Records from a data source
_ _ _ _ _ _ _

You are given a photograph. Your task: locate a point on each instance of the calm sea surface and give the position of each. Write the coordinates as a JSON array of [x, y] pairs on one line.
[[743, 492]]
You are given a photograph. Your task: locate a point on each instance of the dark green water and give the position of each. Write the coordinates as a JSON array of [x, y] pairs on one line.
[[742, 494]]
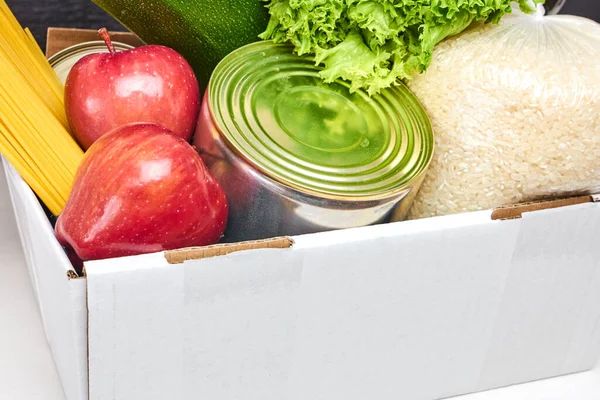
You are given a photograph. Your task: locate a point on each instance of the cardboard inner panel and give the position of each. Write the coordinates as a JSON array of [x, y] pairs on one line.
[[198, 253]]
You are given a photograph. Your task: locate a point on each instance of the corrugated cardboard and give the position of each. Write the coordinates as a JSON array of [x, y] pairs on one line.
[[412, 310]]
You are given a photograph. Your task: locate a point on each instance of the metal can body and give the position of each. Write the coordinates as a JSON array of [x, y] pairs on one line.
[[281, 178]]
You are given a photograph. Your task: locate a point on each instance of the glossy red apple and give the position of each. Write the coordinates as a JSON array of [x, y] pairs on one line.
[[141, 189], [152, 84]]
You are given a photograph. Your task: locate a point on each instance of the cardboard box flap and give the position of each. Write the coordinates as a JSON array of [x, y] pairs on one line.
[[197, 253], [517, 210]]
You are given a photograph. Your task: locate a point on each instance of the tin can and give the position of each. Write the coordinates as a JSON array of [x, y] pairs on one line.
[[64, 60], [297, 155]]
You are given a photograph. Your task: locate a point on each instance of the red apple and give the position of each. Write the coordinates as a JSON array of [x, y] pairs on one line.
[[152, 84], [141, 189]]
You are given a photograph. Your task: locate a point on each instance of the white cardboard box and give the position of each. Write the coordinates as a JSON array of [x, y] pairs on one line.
[[411, 310]]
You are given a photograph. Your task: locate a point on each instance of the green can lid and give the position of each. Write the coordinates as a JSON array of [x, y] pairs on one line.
[[275, 112]]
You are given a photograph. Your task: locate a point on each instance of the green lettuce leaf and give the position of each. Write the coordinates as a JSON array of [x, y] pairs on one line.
[[374, 44]]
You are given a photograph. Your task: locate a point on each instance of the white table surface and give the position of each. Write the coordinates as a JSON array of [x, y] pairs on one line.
[[27, 371]]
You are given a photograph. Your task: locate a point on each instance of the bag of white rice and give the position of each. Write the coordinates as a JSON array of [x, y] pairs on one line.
[[515, 109]]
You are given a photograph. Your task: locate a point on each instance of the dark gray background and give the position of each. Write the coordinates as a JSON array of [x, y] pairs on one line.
[[39, 14]]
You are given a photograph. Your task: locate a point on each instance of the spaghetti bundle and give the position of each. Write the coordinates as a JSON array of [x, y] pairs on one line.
[[34, 131]]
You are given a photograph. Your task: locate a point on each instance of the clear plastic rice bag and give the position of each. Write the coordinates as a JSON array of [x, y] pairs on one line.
[[515, 109]]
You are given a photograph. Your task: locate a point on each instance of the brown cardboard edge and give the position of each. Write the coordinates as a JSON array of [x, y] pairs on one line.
[[58, 39], [199, 253], [516, 211]]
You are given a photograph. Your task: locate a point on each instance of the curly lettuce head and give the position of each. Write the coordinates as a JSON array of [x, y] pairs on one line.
[[376, 43]]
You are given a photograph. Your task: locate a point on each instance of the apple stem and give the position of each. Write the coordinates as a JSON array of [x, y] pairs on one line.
[[106, 37]]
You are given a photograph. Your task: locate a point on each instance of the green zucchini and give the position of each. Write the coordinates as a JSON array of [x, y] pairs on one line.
[[202, 31]]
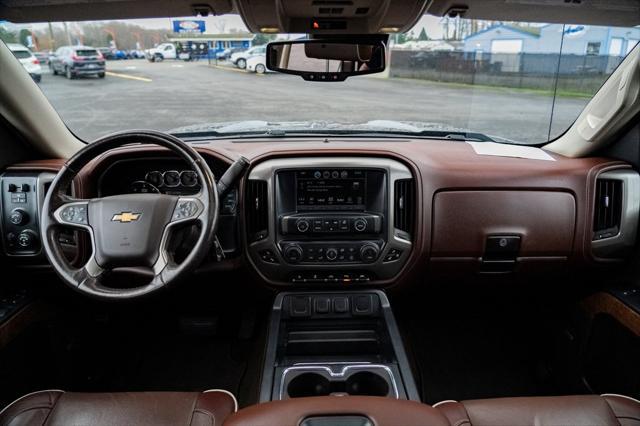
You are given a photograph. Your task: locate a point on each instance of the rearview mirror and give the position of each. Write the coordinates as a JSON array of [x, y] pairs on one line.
[[326, 60]]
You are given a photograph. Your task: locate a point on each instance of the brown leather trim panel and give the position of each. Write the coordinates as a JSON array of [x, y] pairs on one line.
[[462, 220], [605, 303], [52, 165]]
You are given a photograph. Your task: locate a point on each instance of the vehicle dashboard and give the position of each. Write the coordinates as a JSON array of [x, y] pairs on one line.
[[359, 212]]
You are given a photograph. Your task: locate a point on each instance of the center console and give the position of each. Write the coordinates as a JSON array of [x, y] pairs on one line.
[[335, 343], [331, 220]]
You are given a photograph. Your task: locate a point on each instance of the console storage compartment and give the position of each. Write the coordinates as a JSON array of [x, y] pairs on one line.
[[337, 343]]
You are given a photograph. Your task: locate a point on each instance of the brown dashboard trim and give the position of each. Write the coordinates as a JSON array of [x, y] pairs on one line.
[[605, 303], [49, 165]]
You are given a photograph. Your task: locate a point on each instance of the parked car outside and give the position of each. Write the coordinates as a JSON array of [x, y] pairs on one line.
[[43, 57], [135, 54], [257, 64], [75, 61], [239, 59], [28, 60], [224, 54], [161, 52], [106, 52]]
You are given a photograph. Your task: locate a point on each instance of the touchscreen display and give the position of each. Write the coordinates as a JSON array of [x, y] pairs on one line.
[[330, 188]]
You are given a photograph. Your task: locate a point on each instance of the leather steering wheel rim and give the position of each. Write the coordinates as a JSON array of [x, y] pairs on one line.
[[103, 217]]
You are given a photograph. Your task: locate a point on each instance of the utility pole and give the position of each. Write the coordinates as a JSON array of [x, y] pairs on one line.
[[52, 40], [66, 31]]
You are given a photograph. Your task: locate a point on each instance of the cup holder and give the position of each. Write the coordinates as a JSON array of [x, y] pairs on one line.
[[322, 383], [366, 383], [309, 384]]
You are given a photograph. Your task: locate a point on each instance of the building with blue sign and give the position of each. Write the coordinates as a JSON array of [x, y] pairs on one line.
[[578, 40], [585, 48], [216, 43]]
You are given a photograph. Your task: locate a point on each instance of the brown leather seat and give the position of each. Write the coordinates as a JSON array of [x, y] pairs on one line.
[[380, 411], [583, 410], [54, 407]]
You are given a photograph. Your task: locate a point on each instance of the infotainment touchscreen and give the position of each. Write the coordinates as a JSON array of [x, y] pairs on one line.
[[336, 189]]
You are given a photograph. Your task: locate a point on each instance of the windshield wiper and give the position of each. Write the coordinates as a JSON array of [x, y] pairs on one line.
[[280, 133]]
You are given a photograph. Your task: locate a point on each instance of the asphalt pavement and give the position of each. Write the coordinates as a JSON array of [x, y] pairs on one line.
[[138, 94]]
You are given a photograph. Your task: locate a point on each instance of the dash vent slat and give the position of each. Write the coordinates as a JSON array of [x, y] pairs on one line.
[[404, 206], [607, 209], [256, 210]]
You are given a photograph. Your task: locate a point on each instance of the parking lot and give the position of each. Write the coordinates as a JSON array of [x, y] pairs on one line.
[[140, 94]]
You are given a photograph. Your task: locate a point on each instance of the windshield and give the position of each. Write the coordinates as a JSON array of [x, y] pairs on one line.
[[447, 77], [21, 54], [86, 52]]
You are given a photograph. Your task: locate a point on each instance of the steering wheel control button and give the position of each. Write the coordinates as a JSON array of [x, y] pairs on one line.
[[360, 225], [26, 239], [185, 209], [332, 254], [392, 255], [75, 214], [171, 179], [188, 178]]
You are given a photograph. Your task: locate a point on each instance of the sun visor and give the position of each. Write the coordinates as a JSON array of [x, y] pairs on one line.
[[620, 13], [86, 10]]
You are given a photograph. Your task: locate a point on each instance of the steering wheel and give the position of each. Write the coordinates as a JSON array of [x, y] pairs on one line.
[[132, 230]]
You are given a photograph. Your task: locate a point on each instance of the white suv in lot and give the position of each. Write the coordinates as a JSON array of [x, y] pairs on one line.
[[239, 59], [28, 60]]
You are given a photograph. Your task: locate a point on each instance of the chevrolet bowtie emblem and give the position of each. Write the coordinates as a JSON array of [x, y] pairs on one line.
[[125, 217]]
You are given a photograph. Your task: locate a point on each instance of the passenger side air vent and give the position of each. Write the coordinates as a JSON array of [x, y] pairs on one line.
[[608, 208], [256, 210], [404, 207]]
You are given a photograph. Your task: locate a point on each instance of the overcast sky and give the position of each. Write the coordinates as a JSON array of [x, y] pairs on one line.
[[225, 23]]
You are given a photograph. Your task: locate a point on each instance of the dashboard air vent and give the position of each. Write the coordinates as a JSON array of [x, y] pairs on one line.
[[256, 210], [608, 208], [404, 206]]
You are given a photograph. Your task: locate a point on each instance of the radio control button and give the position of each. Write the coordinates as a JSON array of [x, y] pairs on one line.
[[360, 224], [293, 253], [18, 217], [369, 253], [331, 254], [302, 225]]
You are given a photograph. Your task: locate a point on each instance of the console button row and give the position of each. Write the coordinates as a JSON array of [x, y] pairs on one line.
[[338, 252], [321, 305], [331, 224], [330, 277]]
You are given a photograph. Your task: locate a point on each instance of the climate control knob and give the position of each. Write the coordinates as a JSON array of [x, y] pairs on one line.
[[26, 239], [18, 217], [302, 225], [293, 253], [331, 254], [369, 253], [360, 224]]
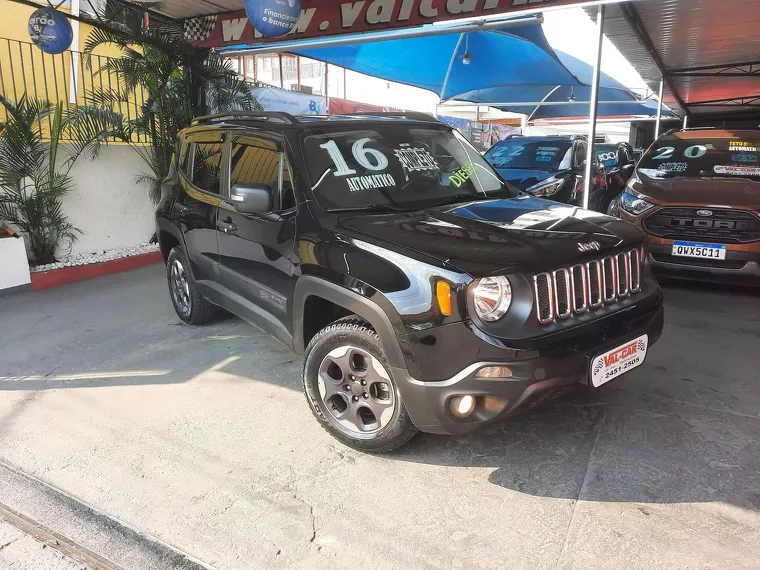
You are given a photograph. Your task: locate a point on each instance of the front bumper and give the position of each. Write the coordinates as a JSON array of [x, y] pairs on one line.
[[533, 380]]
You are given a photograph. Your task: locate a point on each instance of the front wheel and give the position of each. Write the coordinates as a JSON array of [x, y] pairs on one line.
[[190, 305], [351, 392]]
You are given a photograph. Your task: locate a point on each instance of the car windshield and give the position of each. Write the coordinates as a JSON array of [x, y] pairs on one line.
[[396, 166], [607, 155], [528, 154], [694, 158]]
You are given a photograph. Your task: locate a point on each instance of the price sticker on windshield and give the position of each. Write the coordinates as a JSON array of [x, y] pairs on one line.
[[737, 170]]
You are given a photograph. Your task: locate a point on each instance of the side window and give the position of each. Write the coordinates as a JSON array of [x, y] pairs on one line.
[[184, 160], [580, 153], [207, 157], [261, 161]]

_ _ _ _ _ _ _

What needs to be done: Taking the line with "the front wheel" as the start and the last line of the data above as the end, write out those two lines and every line between them exactly, and only those.

Reply to the exercise:
You are given a photograph. Your task: locate a point on each instance of the front wheel and give the position of each. Write the coordinates as a JSON array of [x, y] pairs on one line.
[[190, 305], [351, 392]]
You are given a photograph. Your task: locate a point on each instance of the car windshield and give the position of each. Write the coordinates as a JSON array of [x, y] pairs on one line.
[[396, 166], [607, 155], [528, 154], [694, 158]]
You are given a photograph. Your task: locate a point on each instance of the price sticker on windshield and give the position of each. Write the coordinates as a JSON array of [x, y] pairs on one line.
[[737, 170]]
You are given a photograph. Your task: locate a point on each instance of the side window and give the position of each. Write the coordinates as a JSON array of [x, y] pairs on one line.
[[184, 160], [580, 153], [207, 157], [261, 161]]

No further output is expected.